EXERCISE DETAILS:
Please turn all the items below into a numbered list, leaving out any blank lines.

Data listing
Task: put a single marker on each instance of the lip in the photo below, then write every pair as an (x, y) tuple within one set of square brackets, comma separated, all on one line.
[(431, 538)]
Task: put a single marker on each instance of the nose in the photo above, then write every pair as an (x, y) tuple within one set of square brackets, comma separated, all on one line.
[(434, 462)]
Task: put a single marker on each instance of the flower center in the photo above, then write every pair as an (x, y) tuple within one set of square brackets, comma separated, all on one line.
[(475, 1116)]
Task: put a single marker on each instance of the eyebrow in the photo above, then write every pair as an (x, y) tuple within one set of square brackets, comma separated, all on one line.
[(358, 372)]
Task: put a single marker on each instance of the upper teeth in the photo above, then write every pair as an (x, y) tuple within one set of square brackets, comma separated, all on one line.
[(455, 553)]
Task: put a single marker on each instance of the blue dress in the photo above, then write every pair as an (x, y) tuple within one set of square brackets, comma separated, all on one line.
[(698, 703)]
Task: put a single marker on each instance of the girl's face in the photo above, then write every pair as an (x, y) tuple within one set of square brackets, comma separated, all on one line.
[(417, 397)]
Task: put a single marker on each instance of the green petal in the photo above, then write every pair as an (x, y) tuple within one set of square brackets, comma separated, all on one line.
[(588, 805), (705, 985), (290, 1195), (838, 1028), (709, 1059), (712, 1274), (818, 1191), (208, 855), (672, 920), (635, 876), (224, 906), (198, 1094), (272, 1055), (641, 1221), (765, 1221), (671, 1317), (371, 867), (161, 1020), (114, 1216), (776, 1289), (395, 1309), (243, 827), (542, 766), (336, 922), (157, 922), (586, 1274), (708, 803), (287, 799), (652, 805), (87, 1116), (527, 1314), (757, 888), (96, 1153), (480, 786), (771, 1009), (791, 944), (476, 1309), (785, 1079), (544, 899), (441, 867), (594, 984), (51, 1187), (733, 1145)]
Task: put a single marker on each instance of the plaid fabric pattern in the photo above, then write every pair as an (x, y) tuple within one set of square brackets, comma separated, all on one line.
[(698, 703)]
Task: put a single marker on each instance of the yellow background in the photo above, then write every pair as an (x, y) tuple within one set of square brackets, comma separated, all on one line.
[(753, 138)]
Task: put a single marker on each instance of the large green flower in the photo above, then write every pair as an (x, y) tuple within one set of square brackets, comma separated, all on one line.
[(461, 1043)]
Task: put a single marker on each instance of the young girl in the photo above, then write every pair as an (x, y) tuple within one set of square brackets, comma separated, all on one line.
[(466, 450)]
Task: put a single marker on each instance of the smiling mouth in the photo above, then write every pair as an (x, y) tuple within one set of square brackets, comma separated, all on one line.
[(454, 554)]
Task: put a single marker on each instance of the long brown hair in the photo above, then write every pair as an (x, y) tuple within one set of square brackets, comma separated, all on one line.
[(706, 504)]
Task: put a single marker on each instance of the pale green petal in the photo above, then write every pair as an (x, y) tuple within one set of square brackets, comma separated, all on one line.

OUTPUT:
1. Task: put a single marker on each instance of the lip in the photo below, then write every pair as an (x, y) tuple within one set of square brackets, comma separated, all on one line.
2. [(431, 538)]
3. Task: put a single marker on each instance of the nose in the photo above, then write every pair as an (x, y) tuple within one set of square brackets, comma separated, all on one line.
4. [(434, 462)]
5. Task: put a single marker on each instance of the flower center in the photo above, then write every pair as an (x, y) tuple within one set of square brackets, comma separated, all on one line.
6. [(475, 1116)]
7. Task: put a single marker on each instance of the eyebrow in the photo above, then write every pair as an (x, y) tuple within one set of square brackets, comma separated, all on one line.
8. [(358, 372)]
9. Task: put a single marker on each instance of the upper teeth in the photo above, then write every pair as an (x, y) tuple within one set of square brackets, comma separated, all on one line.
10. [(455, 553)]
11. Task: put a single marker on each instance of the blue dress in the photo above, then write every pair as an (x, y) tuple within one set of square brackets, comma separated, all on one line.
12. [(698, 703)]
13. Task: put a single marker on each instance of the girl's face in the photo above, then write every pair as an (x, y) tuple within one set of square brackets, comma separated, all on one line.
14. [(417, 397)]
15. Task: put a single marker on each instance of the green petal in the photo above, then write every pair as an (x, y) tuple within one set of square brackets, comma separated, all on one line.
16. [(588, 805), (705, 985), (290, 1195), (838, 1028), (709, 1059), (712, 1274), (818, 1191), (208, 855), (672, 920), (635, 876), (224, 906), (198, 1094), (272, 1055), (641, 1221), (765, 1221), (671, 1317), (371, 867), (161, 1020), (114, 1216), (776, 1289), (395, 1309), (243, 827), (542, 766), (336, 922), (157, 922), (586, 1274), (708, 803), (287, 799), (652, 805), (87, 1116), (527, 1314), (757, 888), (96, 1153), (480, 786), (771, 1009), (791, 944), (476, 1309), (785, 1079), (544, 899), (441, 867), (594, 984), (51, 1187), (733, 1145)]
17. Task: put a single marker on each instance of the plaid fabric pattern in the photo above, then write every pair as an (x, y) tuple within one set of square brackets, comma separated, all on one line.
18. [(698, 703)]
19. Task: put a single marker on each instance of the yellow background in the photo above, then write every pair as an (x, y) tuple within one set of square brackets, comma separated, all on one line.
20. [(753, 138)]
21. Task: put a single marker on each instance of the large green flower in the photo above, then write every pair as an (x, y) tuple within one set of square brackets, comma separated, all on one line.
22. [(461, 1043)]
23. Task: put a single marker on each instance of the young girl in the photo above, then write every pair as an (x, y) tuple within one set of square brackets, comma separated, all on one line.
24. [(466, 450)]
25. Task: put a single marker on each instance of the smiling mouth in the photo above, then write every pair as an (x, y) tuple within one set of square brackets, comma separated, all on one line.
26. [(454, 554)]
27. Task: put a single marker on each instance of the long brown hair in the photo above, then write every pair as an (x, y) tuple within one set of square brackets, comma separated, all on one line.
28. [(706, 504)]
29. Task: put a single marker on each instance of the pale green petal in the photo above, then write every pair as an (x, y) tuple within one set of square brackets, comma separated, all on one line.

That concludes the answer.